*DATA FOR THIS TASK*.
---+---
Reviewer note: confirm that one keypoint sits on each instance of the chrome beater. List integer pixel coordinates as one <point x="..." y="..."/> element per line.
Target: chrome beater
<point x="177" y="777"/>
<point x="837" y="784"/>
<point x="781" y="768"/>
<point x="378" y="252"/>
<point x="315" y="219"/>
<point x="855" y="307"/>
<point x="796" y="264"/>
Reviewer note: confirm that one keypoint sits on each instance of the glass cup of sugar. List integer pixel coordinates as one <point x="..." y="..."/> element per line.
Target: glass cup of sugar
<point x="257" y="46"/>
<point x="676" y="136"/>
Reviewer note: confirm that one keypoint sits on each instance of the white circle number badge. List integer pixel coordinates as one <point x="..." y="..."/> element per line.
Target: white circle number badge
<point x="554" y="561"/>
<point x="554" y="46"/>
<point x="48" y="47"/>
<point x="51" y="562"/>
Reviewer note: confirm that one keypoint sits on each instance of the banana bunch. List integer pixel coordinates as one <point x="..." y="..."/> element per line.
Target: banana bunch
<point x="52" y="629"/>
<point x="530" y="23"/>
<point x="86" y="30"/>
---+---
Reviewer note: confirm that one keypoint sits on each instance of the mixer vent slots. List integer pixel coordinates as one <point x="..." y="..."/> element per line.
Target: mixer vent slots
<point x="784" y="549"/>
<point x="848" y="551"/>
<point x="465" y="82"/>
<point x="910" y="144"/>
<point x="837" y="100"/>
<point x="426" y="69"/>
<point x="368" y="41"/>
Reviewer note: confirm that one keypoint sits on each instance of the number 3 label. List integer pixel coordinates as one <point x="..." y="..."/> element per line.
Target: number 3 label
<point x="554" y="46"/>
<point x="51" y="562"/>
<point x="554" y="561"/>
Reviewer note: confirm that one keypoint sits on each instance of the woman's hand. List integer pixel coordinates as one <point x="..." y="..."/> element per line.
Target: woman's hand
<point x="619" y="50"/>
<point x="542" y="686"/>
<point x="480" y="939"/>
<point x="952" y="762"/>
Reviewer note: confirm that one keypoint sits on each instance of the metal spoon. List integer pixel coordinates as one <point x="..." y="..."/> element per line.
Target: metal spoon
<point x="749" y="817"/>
---+---
*EXERCISE AIM*. Select every line in the rows above that contains the word "badge" and copy each one out in full.

*REPLY*.
Reviewer note: confirm that one keypoint sits on each instance of the white circle number badge. List integer pixel coordinates as one <point x="..." y="..."/> element per line.
Target: white circle number badge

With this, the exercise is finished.